_Prompt_. From the data below, pull out and copy each line containing the word "door". Case counts.

_Supplied entries_.
○ ○ ○ ○

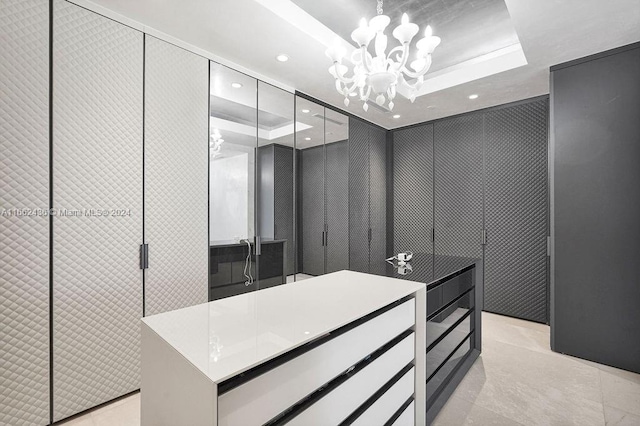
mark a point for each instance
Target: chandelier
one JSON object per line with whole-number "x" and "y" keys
{"x": 215, "y": 144}
{"x": 385, "y": 73}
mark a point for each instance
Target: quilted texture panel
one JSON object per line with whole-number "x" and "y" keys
{"x": 358, "y": 196}
{"x": 517, "y": 211}
{"x": 377, "y": 200}
{"x": 458, "y": 188}
{"x": 97, "y": 140}
{"x": 413, "y": 189}
{"x": 283, "y": 201}
{"x": 176, "y": 177}
{"x": 312, "y": 202}
{"x": 337, "y": 200}
{"x": 24, "y": 183}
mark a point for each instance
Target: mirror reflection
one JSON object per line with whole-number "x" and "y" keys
{"x": 232, "y": 152}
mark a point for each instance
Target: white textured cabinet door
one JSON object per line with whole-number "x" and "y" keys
{"x": 97, "y": 164}
{"x": 24, "y": 183}
{"x": 176, "y": 177}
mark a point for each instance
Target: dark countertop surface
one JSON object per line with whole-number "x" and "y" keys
{"x": 428, "y": 268}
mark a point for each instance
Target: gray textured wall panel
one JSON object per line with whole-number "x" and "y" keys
{"x": 358, "y": 196}
{"x": 176, "y": 177}
{"x": 413, "y": 189}
{"x": 24, "y": 183}
{"x": 516, "y": 211}
{"x": 458, "y": 188}
{"x": 312, "y": 201}
{"x": 97, "y": 140}
{"x": 337, "y": 201}
{"x": 283, "y": 204}
{"x": 377, "y": 200}
{"x": 596, "y": 138}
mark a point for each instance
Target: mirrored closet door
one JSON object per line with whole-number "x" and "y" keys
{"x": 274, "y": 184}
{"x": 232, "y": 190}
{"x": 251, "y": 207}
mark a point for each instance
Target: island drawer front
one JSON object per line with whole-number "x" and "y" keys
{"x": 407, "y": 418}
{"x": 261, "y": 399}
{"x": 388, "y": 404}
{"x": 338, "y": 404}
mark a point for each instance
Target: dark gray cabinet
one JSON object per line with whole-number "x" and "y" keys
{"x": 311, "y": 220}
{"x": 324, "y": 186}
{"x": 337, "y": 206}
{"x": 367, "y": 197}
{"x": 458, "y": 189}
{"x": 476, "y": 178}
{"x": 596, "y": 206}
{"x": 413, "y": 189}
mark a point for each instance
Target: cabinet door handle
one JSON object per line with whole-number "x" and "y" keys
{"x": 144, "y": 256}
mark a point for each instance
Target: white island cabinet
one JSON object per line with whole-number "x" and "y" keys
{"x": 345, "y": 347}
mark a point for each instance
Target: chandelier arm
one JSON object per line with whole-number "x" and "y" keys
{"x": 405, "y": 56}
{"x": 366, "y": 60}
{"x": 351, "y": 89}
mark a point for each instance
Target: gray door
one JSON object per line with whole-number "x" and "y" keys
{"x": 377, "y": 200}
{"x": 176, "y": 176}
{"x": 413, "y": 190}
{"x": 283, "y": 202}
{"x": 358, "y": 196}
{"x": 596, "y": 133}
{"x": 312, "y": 202}
{"x": 97, "y": 164}
{"x": 516, "y": 211}
{"x": 458, "y": 196}
{"x": 24, "y": 182}
{"x": 337, "y": 200}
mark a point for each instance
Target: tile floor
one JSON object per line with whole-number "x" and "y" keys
{"x": 516, "y": 381}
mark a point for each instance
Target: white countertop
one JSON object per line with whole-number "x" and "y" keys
{"x": 226, "y": 337}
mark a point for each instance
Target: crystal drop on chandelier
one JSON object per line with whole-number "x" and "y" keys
{"x": 384, "y": 74}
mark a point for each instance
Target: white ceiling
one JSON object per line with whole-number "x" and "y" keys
{"x": 248, "y": 34}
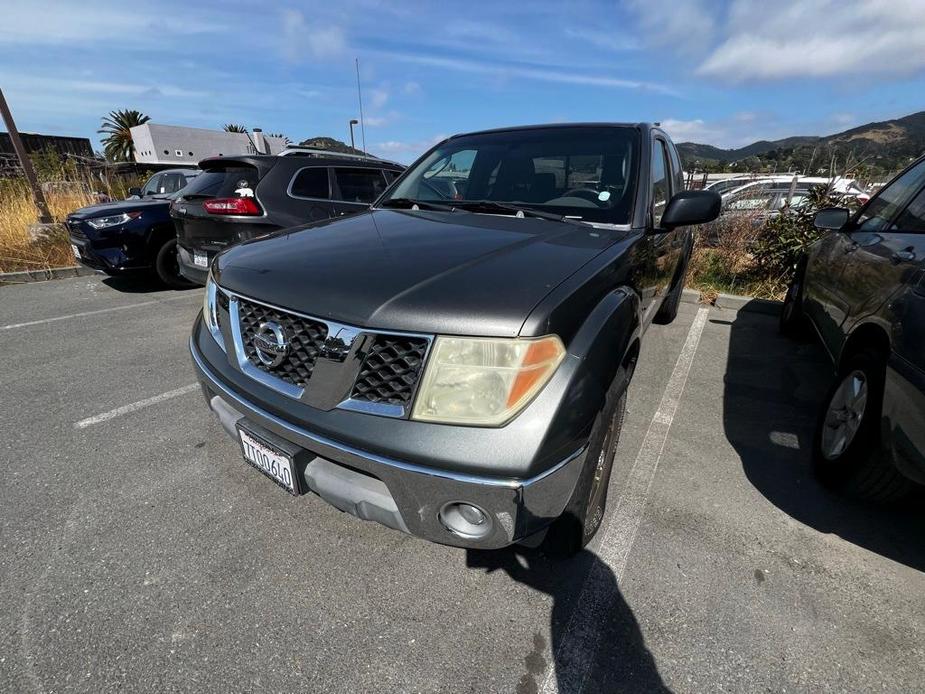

○ ○ ○ ○

_Result_.
Target: white textured cabinet door
Target: mirrored closet door
Target: cabinet door handle
Target: gray door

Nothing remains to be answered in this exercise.